-- Start Extracted material --

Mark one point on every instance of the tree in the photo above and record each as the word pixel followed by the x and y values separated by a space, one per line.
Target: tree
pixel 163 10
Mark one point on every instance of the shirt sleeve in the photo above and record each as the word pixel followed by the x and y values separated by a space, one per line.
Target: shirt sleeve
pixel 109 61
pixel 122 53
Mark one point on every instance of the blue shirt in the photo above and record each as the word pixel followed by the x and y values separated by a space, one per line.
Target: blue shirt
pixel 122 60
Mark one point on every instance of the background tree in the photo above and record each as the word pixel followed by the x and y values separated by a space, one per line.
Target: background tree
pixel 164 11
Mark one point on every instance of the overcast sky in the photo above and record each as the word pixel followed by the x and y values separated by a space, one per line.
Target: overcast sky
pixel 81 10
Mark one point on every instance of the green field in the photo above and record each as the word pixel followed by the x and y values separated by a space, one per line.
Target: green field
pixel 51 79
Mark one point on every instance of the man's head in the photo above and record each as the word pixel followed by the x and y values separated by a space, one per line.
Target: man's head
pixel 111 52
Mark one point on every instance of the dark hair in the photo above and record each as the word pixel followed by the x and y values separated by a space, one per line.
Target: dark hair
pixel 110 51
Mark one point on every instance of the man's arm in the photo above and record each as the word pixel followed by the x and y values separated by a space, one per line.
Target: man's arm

-- End Extracted material --

▶ Work to do
Put every line of the data above into a Markdown table with the columns Row and Text, numbering the rows and omitting any blank lines.

▶ Answer to this exercise
| Row | Text |
|---|---|
| 1 | Mark one point on every instance of the tree in the photo above and record each as the word pixel followed by the x and y values separated by a space, one per line. |
| 2 | Target: tree |
| 3 | pixel 163 10 |
| 4 | Mark one point on every instance of the shirt sleeve in the photo above and record each as the word pixel followed by the x and y values separated by a space, one per line. |
| 5 | Target: shirt sleeve |
| 6 | pixel 109 61 |
| 7 | pixel 122 53 |
| 8 | Mark one point on every instance of the blue shirt in the photo above and record each as the word pixel followed by the x and y values separated by a space, one per line. |
| 9 | Target: blue shirt |
| 10 | pixel 122 60 |
| 11 | Mark one point on every instance of the background tree in the photo above and record each as the word pixel followed by the x and y values separated by a space, one per line. |
| 12 | Target: background tree |
| 13 | pixel 164 11 |
| 14 | Mark one point on every instance of the overcast sky in the photo above and record each as the word pixel followed by the x and y values separated by a space, one per line. |
| 15 | Target: overcast sky |
| 16 | pixel 81 10 |
| 17 | Mark one point on every instance of the green field in the photo above and record each as the word pixel followed by the x and y values separated by a space, one per line. |
| 18 | Target: green field |
| 19 | pixel 51 79 |
| 20 | Mark one point on every instance of the man's head in the photo above and record each as the word pixel followed by the x and y values separated by a space, one per line. |
| 21 | Target: man's head |
| 22 | pixel 111 52 |
| 23 | Mark one point on every instance of the dark hair in the photo above and record each as the word pixel followed by the x and y values separated by a space, one per line. |
| 24 | Target: dark hair |
| 25 | pixel 110 51 |
| 26 | Mark one point on every instance of the man's arm in the photo above and record each as the word pixel followed by the x and y values separated by a space, one per line. |
| 27 | Target: man's arm |